> **SHORT TASK**: Convert the lines below into a Markdown table with the columns "Row" and "Line", numbering each row and omitting any blank lines.

┌──

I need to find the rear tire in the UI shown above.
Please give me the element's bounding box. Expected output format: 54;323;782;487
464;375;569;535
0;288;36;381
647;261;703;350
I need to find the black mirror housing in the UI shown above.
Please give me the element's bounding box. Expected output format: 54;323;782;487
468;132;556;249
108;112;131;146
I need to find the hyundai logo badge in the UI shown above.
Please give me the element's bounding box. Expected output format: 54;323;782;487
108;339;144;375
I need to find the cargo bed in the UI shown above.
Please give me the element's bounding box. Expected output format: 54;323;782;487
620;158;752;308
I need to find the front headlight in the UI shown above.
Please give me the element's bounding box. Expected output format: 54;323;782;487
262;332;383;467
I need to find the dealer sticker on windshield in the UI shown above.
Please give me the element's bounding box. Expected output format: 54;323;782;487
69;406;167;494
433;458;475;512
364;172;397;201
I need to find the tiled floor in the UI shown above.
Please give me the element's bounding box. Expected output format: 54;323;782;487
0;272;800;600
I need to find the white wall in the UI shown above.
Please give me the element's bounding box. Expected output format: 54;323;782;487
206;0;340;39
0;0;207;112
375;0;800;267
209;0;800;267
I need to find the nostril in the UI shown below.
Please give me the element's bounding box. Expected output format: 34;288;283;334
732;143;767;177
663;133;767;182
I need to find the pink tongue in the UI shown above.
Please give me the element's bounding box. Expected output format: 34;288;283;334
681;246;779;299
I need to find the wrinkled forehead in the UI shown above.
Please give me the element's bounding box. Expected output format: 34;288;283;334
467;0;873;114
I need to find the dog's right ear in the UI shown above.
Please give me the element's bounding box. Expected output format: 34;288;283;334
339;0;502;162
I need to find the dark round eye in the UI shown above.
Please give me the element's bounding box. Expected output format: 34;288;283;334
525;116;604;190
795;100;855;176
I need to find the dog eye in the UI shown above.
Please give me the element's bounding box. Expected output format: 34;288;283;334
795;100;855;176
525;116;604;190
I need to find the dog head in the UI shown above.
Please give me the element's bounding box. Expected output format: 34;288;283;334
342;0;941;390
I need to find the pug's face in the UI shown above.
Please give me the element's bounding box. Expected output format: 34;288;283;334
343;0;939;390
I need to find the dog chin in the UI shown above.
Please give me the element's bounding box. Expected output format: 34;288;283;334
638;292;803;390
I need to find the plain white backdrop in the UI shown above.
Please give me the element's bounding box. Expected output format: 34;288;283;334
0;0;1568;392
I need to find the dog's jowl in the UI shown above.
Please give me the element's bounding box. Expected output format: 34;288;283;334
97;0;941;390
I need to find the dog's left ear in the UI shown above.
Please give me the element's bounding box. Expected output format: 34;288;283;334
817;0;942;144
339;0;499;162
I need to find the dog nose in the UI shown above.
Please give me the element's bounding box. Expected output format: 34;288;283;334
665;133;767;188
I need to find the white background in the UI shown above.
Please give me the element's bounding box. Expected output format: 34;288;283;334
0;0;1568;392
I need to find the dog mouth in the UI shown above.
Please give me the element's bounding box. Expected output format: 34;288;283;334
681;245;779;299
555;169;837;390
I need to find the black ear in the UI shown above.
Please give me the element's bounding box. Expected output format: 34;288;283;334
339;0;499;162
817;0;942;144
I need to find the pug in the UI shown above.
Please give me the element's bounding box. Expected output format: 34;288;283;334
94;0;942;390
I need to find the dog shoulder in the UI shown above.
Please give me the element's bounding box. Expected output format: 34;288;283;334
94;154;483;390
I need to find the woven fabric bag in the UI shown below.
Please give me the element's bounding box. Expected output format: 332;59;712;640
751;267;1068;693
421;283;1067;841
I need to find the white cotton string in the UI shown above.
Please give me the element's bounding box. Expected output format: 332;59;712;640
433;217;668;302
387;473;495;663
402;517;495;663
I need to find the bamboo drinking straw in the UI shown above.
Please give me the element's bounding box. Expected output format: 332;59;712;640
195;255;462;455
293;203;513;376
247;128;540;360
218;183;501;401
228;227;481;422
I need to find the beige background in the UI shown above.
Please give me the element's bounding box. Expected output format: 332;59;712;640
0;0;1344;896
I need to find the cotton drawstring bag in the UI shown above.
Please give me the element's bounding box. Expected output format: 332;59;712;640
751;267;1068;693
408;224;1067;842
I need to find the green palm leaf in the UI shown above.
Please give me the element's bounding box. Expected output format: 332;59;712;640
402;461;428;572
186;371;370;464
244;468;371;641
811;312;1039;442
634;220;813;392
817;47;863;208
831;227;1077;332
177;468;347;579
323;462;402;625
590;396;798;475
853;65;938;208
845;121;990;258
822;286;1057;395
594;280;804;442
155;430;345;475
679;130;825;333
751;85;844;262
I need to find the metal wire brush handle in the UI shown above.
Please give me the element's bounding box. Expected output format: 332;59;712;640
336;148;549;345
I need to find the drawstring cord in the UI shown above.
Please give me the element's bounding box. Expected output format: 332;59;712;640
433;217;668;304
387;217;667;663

└──

> **RESULT FOR THIS TASK**:
| Row | Line |
|---|---|
| 1 | I need to find the rear tire in the UI shown above. |
| 2 | Please give me the element's bounding box. Expected output format: 54;323;782;487 |
| 3 | 464;375;569;535 |
| 4 | 0;288;36;381 |
| 5 | 647;261;703;350 |
| 6 | I need to find the black mirror housing in the UI shown above. |
| 7 | Please give me the element's bounding box. Expected output format: 54;323;782;487 |
| 8 | 468;132;556;249 |
| 9 | 108;112;131;146 |
| 10 | I need to find the hyundai logo badge in the UI shown above. |
| 11 | Please give me the element's bounding box. Expected output format: 54;323;782;487 |
| 12 | 108;339;144;375 |
| 13 | I need to find the cargo bed in the UI shown above. |
| 14 | Please give me the element's bounding box. Expected output format: 54;323;782;487 |
| 15 | 620;158;752;308 |
| 16 | I need to find the front headlight in the UI shown above. |
| 17 | Please give me the element's bounding box. Expected output format: 54;323;782;487 |
| 18 | 262;332;383;467 |
| 19 | I need to find the dealer sticker on windshield in the UI shown above. |
| 20 | Please give me the element's bounding box. Expected output format: 54;323;782;487 |
| 21 | 69;406;167;494 |
| 22 | 433;458;475;512 |
| 23 | 364;172;397;201 |
| 24 | I need to find the tiled floor in the UI shown above. |
| 25 | Please give me the element's bounding box. Expected output format: 54;323;782;487 |
| 26 | 0;272;800;600 |
| 27 | I need to find the white wall in the UI shown above. |
| 28 | Please give me the element's bounding box. Expected output format: 54;323;782;487 |
| 29 | 206;0;340;39 |
| 30 | 0;0;207;112 |
| 31 | 375;0;800;267 |
| 32 | 209;0;800;267 |
| 33 | I need to find the nostril in the UI shown below. |
| 34 | Please give me the element's bounding box. Expected output format: 34;288;283;334 |
| 35 | 732;143;767;177 |
| 36 | 663;133;767;182 |
| 37 | I need to find the pink tongue in the UI shown above. |
| 38 | Please give me the element's bounding box. Expected output format: 34;288;283;334 |
| 39 | 681;246;779;299 |
| 40 | I need to find the wrinkled forehead in the UI shown above. |
| 41 | Please give me the element's bounding box. Expected output format: 34;288;283;334 |
| 42 | 467;0;873;114 |
| 43 | I need to find the dog's right ear in the UI shown above. |
| 44 | Please give me the element's bounding box. Expected output format: 34;288;283;334 |
| 45 | 339;0;502;162 |
| 46 | I need to find the dark round eye in the UI shown above. |
| 47 | Please give me the element's bounding box. Expected output format: 34;288;283;334 |
| 48 | 525;116;604;190 |
| 49 | 795;100;855;176 |
| 50 | I need to find the dog eye in the UI shown above. |
| 51 | Please give me the element's bounding box. Expected output format: 34;288;283;334 |
| 52 | 795;100;855;176 |
| 53 | 525;116;604;190 |
| 54 | I need to find the dog head in the UI shown above. |
| 55 | Please give me the element's bounding box. Expected output format: 34;288;283;334 |
| 56 | 342;0;941;390 |
| 57 | I need to find the pug's face in the UI shown above. |
| 58 | Please give me the element's bounding box. Expected output format: 34;288;283;334 |
| 59 | 343;0;939;390 |
| 60 | I need to find the dog chin in the UI shown above. |
| 61 | Please give me the element's bounding box. Expected output format: 34;288;283;334 |
| 62 | 638;292;803;390 |
| 63 | I need to find the plain white backdrop in the UI shown above. |
| 64 | Please give me the element's bounding box. Expected output format: 34;288;283;334 |
| 65 | 0;0;1568;392 |
| 66 | I need to find the dog's jowl in the UI shown above. |
| 67 | Please give me the element's bounding box. Expected output format: 34;288;283;334 |
| 68 | 97;0;941;390 |
| 69 | I need to find the dog's left ear in the UI shown above. |
| 70 | Please give me the element's bounding box. Expected output format: 34;288;283;334 |
| 71 | 817;0;942;144 |
| 72 | 339;0;499;162 |
| 73 | I need to find the dog nose in the UI shown above. |
| 74 | Please give me the element's bounding box. Expected output format: 34;288;283;334 |
| 75 | 665;133;767;188 |
| 76 | I need to find the white background in the UI shown above. |
| 77 | Please give me the element's bounding box. Expected output format: 34;288;283;334 |
| 78 | 0;0;1568;392 |
| 79 | I need to find the dog mouth in the UI shown above. |
| 80 | Please give me the element's bounding box. Expected output format: 34;288;283;334 |
| 81 | 681;245;779;299 |
| 82 | 555;169;837;390 |
| 83 | I need to find the black ear in the UI shown above. |
| 84 | Please give me the element's bounding box. Expected output format: 34;288;283;334 |
| 85 | 339;0;499;162 |
| 86 | 817;0;942;144 |
| 87 | I need to find the pug in the UI shown above. |
| 88 | Please give me the element's bounding box. Expected output format: 34;288;283;334 |
| 89 | 94;0;942;390 |
| 90 | I need to find the dog shoulder in the UI shown above. |
| 91 | Please give me the element's bounding box. Expected output format: 34;288;283;334 |
| 92 | 94;154;483;390 |
| 93 | I need to find the woven fabric bag in the UI shown below. |
| 94 | Please give me the element's bounding box. Expected output format: 332;59;712;640 |
| 95 | 751;267;1068;693 |
| 96 | 421;283;1067;841 |
| 97 | I need to find the white cotton string in the UI shown above. |
| 98 | Please give me the element's bounding box. Expected output format: 332;59;712;640 |
| 99 | 433;217;668;302 |
| 100 | 387;473;495;663 |
| 101 | 402;517;495;663 |
| 102 | I need to find the bamboo drinking straw in the UI shown above. |
| 103 | Please give me the element's bounding box. Expected output format: 332;59;712;640 |
| 104 | 195;255;462;455 |
| 105 | 293;203;513;376 |
| 106 | 247;128;540;360 |
| 107 | 218;183;501;401 |
| 108 | 228;227;481;422 |
| 109 | I need to find the beige background in the UI shown above. |
| 110 | Please give me the element's bounding box. Expected output format: 332;59;712;640 |
| 111 | 0;0;1344;896 |
| 112 | I need to find the cotton drawstring bag in the UI shown above. |
| 113 | Please give me the element's bounding box. Expected output format: 332;59;712;640 |
| 114 | 751;267;1068;693 |
| 115 | 408;224;1067;842 |
| 116 | I need to find the green palm leaf in the UI shown above. |
| 117 | Please give me the element's bounding box. Expected output format: 332;59;712;640 |
| 118 | 402;461;428;572 |
| 119 | 186;371;370;464 |
| 120 | 244;468;371;641 |
| 121 | 811;312;1039;442 |
| 122 | 634;220;813;392 |
| 123 | 817;47;863;208 |
| 124 | 831;227;1077;332 |
| 125 | 177;468;347;579 |
| 126 | 323;462;402;625 |
| 127 | 590;396;798;475 |
| 128 | 853;65;938;208 |
| 129 | 845;121;990;258 |
| 130 | 822;286;1057;395 |
| 131 | 594;280;804;442 |
| 132 | 155;430;345;475 |
| 133 | 679;130;825;333 |
| 134 | 751;85;844;262 |
| 135 | I need to find the metal wire brush handle in the UI shown above. |
| 136 | Please give me the element's bounding box. Expected output format: 332;59;712;640 |
| 137 | 336;148;549;345 |
| 138 | I need to find the drawstring cord in the UI shown above. |
| 139 | Please give me the element's bounding box. Expected output format: 332;59;712;640 |
| 140 | 433;217;668;304 |
| 141 | 387;217;667;663 |